EXCERPTED TEXT:
────
National ID cards, they warn, will become a "globally interoperable biometric passport". The setting up of airlines' passenger name records (PNRs) could include more than 60 different kinds of information, including meal choices which could reveal personal, religious or ethnic affiliations.
The US and EU governments are expanding legal powers to eavesdrop and to store the product of intercepted personal communications, the groups warn.
They also point to an agreement between Europol - the EU's incipient police headquarters - and the US giving what they say will be an unlimited number of American agencies access to sensitive information on the race, political opinions, religious beliefs, health and sexual life of individuals.
The groups point to increasingly close cooperation between national police, security, intelligence, and military establishments.
To achieve their ends, they say, governments have suspended judicial oversight over law enforcement agents and public officials, concentrated unprecedented power in the hands of the executive arm of government, and rolled back criminal law and due process protections that balance the rights of individuals against the power of the state.
These initiatives, say the civil liberty groups, are not effective in identifying terrorists.
Unfortunately, government around the world are going to have to learn the hard way that keeping voluminous records, surveillance files, identity databases, medical profiles, personality trait indexes, and intense biographies on everyone really accomplishes nothing. It gives an illusion of control, of having godlike powers over others, but in the final analysis, just hurts people with no appreciable return. Look at all the good it did East Germany.
Posted by:Anonymoose

#1  No security system works without verifiable identities. Start, middle, and end of story.
────
Referring expression data:
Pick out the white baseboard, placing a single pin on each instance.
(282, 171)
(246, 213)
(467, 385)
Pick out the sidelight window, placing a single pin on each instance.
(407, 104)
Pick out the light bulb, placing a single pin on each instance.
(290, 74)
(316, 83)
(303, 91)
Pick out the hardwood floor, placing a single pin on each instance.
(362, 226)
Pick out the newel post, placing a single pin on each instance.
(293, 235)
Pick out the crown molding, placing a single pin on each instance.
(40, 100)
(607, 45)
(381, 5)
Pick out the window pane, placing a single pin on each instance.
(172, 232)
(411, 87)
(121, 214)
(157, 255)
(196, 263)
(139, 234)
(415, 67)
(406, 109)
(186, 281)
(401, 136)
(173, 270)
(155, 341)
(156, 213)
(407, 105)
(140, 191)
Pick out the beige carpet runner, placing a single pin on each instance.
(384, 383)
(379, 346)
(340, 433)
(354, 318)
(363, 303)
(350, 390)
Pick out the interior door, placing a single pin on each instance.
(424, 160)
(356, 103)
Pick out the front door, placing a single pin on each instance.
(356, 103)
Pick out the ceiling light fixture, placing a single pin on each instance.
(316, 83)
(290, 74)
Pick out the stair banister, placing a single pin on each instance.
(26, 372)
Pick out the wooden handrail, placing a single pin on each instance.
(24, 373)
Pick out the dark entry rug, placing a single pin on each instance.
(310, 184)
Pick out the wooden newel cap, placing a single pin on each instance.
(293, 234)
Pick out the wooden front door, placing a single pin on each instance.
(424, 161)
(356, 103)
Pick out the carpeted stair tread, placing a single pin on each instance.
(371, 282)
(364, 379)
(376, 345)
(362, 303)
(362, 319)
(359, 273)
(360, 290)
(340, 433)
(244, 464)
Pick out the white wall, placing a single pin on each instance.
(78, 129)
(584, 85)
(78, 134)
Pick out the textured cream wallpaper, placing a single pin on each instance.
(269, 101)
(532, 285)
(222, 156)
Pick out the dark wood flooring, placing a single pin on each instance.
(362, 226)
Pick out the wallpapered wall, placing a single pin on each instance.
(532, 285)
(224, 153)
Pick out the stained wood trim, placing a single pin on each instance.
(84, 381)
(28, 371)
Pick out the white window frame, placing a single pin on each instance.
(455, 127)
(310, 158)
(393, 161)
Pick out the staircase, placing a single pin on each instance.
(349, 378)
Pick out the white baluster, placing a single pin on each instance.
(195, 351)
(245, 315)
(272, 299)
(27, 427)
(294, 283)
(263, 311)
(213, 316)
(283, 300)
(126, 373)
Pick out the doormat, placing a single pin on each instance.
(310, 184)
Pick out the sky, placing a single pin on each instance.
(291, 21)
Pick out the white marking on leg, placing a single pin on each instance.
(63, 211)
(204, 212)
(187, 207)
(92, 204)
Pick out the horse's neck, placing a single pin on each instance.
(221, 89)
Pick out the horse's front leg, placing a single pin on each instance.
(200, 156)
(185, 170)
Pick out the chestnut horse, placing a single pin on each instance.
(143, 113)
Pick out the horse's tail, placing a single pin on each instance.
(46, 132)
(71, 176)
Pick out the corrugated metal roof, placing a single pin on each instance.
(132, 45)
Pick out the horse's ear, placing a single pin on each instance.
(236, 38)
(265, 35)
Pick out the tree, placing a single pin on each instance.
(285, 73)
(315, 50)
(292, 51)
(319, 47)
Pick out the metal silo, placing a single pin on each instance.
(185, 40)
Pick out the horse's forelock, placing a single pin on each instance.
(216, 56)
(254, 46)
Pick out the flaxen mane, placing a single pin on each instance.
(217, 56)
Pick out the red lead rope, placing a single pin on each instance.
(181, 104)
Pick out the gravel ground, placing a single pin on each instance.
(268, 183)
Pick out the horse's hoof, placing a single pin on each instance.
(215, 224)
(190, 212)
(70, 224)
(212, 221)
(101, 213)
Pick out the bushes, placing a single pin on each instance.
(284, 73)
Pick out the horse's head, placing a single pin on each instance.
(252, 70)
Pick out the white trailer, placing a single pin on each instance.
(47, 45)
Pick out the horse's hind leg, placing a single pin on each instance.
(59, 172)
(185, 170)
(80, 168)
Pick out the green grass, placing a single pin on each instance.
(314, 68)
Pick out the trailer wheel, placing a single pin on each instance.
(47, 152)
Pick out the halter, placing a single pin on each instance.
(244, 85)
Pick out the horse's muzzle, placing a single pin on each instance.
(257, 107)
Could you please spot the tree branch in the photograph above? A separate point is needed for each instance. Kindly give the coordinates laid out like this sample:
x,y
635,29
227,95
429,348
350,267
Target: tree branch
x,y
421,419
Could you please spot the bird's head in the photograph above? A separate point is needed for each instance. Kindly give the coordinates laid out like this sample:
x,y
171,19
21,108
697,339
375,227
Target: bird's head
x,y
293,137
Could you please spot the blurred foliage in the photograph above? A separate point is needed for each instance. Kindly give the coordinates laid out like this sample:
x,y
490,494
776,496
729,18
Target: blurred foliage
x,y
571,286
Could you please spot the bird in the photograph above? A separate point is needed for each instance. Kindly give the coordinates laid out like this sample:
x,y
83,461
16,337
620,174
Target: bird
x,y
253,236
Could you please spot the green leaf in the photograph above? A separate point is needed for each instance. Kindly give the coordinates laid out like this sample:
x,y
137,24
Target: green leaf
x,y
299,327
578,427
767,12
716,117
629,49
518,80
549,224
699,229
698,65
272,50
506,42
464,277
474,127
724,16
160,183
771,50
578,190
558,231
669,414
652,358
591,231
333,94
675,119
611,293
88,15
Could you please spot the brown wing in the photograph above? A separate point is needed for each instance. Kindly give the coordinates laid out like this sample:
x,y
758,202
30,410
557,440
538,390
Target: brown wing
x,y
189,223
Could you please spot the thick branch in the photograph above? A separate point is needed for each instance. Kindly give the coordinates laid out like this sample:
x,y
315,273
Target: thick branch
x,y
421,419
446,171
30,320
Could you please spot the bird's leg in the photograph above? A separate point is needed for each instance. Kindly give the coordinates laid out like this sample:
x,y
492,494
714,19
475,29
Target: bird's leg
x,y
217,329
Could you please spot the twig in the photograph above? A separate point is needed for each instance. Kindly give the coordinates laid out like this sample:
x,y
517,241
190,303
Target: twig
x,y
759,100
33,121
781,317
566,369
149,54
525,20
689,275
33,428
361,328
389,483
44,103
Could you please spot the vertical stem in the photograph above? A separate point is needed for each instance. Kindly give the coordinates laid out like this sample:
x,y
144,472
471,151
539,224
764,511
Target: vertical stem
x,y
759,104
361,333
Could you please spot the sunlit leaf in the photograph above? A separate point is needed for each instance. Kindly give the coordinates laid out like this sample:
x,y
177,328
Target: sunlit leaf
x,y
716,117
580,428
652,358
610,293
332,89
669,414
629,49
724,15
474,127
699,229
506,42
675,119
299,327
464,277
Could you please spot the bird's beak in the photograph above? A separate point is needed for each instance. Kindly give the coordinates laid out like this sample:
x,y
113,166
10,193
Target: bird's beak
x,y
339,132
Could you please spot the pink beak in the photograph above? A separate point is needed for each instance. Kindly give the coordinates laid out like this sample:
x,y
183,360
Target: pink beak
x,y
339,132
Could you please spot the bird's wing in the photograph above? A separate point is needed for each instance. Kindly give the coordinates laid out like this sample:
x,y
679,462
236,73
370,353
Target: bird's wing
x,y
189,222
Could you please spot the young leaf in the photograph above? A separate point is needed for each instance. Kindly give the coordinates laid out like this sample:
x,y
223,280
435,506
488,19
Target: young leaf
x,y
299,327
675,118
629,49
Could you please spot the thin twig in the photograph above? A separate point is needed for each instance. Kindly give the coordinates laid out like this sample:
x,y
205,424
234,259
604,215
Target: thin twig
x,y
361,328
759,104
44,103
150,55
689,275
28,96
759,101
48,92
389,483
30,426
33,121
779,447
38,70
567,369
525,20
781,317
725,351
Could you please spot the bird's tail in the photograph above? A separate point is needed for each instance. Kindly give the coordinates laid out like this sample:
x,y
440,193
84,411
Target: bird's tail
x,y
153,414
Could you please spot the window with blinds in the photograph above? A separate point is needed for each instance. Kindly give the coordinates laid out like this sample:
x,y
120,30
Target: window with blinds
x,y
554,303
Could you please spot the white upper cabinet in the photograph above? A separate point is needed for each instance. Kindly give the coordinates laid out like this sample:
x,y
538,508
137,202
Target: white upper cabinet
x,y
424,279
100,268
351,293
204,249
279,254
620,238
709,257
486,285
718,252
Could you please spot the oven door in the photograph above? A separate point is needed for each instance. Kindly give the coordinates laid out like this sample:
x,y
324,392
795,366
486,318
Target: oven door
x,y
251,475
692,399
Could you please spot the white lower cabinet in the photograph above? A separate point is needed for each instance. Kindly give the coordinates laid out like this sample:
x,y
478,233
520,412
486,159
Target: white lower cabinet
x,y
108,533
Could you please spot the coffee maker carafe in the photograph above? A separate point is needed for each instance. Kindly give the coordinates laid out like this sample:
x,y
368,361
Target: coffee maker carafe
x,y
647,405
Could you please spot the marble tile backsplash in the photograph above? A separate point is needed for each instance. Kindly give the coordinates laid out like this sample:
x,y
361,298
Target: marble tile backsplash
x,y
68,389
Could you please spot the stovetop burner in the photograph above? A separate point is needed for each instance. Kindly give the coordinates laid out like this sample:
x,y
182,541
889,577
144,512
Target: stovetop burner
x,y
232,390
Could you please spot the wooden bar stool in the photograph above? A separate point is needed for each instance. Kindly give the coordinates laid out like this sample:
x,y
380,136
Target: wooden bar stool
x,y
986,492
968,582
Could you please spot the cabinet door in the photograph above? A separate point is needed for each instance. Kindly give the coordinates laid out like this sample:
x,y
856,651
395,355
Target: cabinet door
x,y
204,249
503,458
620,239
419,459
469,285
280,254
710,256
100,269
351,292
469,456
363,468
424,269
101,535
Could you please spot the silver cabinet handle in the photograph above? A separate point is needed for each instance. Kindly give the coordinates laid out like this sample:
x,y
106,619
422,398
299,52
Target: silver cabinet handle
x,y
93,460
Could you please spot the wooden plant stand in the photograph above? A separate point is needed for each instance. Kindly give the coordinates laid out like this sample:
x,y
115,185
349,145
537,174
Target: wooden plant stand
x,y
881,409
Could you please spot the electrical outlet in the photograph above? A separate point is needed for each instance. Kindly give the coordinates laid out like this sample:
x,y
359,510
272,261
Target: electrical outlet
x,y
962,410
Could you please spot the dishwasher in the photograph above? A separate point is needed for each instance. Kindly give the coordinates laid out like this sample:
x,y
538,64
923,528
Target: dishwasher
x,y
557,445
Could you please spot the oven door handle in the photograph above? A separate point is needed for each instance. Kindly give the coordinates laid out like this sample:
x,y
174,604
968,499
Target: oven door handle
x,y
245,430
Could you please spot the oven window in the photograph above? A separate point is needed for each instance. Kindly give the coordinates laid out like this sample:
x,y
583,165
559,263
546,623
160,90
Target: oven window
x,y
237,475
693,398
────
EXERCISES TO COMPLETE:
1. List each category of sensitive information that American agencies would be able to access under the agreement with Europol, according to the surveillance text.
2. In the surveillance text, revise the passage between "These initiatives, say" and "end of story.", inclusive, so that "fingerprint databases" takes the place of "identity databases".

EXERCISE RESULTS:
1. race, political opinions, religious beliefs, health, sexual life

2.
These initiatives, say the civil liberty groups, are not effective in identifying terrorists.
Unfortunately, government around the world are going to have to learn the hard way that keeping voluminous records, surveillance files, fingerprint databases, medical profiles, personality trait indexes, and intense biographies on everyone really accomplishes nothing. It gives an illusion of control, of having godlike powers over others, but in the final analysis, just hurts people with no appreciable return. Look at all the good it did East Germany.
Posted by:Anonymoose

#1  No security system works without verifiable identities. Start, middle, and end of story.